%%
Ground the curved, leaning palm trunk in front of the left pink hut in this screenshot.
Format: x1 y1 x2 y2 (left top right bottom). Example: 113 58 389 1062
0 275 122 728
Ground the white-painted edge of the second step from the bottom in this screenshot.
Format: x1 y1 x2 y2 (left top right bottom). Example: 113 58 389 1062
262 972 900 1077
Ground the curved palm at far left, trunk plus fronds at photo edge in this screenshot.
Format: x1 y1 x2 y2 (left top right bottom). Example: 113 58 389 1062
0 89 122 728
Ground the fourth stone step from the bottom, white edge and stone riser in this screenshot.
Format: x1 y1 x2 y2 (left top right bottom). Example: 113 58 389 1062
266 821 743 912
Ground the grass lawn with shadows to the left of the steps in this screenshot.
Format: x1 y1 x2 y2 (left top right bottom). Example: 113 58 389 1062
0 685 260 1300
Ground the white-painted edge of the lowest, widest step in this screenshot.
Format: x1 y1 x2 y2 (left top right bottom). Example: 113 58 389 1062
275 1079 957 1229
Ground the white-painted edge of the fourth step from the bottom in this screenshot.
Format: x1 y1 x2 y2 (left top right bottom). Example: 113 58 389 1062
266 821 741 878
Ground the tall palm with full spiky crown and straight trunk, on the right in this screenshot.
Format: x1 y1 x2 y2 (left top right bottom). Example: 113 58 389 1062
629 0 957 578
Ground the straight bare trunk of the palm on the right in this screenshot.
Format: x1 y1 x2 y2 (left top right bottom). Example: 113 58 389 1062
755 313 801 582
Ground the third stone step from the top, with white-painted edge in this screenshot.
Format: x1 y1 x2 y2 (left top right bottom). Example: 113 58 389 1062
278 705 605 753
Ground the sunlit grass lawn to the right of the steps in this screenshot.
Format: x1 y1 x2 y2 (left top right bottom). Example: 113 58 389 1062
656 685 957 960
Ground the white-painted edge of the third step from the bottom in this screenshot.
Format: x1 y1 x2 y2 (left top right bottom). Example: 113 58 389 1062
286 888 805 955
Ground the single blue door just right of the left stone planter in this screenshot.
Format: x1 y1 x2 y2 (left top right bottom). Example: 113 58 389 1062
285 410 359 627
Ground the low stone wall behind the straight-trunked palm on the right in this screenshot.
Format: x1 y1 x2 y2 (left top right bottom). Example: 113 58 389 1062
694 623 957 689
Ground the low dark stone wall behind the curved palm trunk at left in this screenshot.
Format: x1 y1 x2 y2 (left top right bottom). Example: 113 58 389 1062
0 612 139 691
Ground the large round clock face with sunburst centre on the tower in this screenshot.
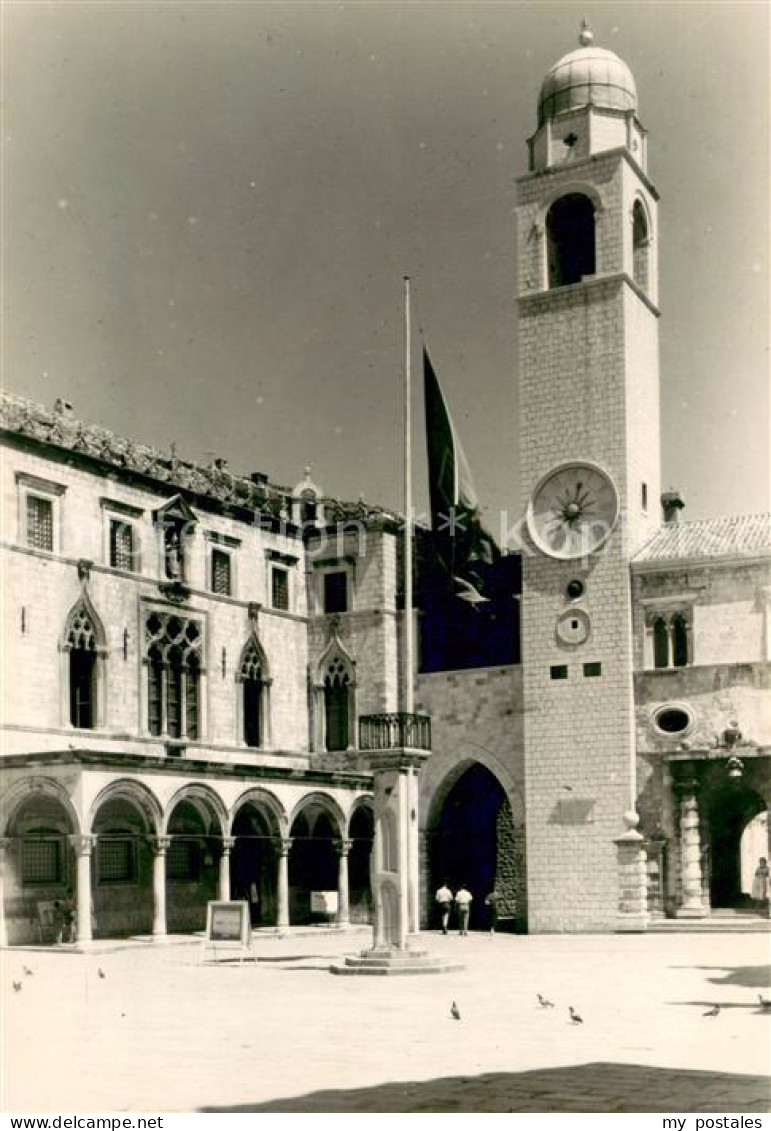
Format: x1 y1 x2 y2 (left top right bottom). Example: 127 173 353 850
527 464 618 559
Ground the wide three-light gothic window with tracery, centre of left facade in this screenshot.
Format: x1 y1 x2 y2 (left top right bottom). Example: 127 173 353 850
145 612 202 740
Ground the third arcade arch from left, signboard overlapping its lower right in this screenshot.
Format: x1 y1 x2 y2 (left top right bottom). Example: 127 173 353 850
166 797 222 934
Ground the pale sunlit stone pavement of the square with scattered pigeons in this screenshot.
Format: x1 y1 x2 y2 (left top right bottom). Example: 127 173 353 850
1 931 771 1114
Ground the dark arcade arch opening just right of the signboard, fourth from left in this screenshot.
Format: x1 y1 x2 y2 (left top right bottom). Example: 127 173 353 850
231 801 280 926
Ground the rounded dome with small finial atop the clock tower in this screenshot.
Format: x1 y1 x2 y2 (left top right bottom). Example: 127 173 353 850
538 20 638 126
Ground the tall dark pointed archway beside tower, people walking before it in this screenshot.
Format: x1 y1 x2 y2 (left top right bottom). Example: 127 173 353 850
431 762 516 930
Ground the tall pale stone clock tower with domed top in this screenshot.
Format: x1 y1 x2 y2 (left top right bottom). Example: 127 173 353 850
517 24 660 931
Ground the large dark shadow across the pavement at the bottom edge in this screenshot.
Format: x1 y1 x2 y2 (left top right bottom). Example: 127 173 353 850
199 1063 771 1114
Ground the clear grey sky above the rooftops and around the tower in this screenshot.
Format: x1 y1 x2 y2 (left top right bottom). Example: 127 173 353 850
%%
Show the lines of the records that include the string "stone".

* [WRITTEN RESPONSE]
Ground the fourth stone step from the bottom, white edge and stone riser in this screenshot.
Ground the third stone step from the top, with white-painted edge in this screenshot.
Ground the single blue door just right of the left stone planter in this screenshot.
Ground the low stone wall behind the straight-trunked palm on the right in this screenshot.
Ground the low dark stone wall behind the curved palm trunk at left in this screenshot.
Ground the pale sunlit stone pavement of the square with scattered pigeons in this screenshot.
Ground the tall pale stone clock tower with domed top in this screenshot.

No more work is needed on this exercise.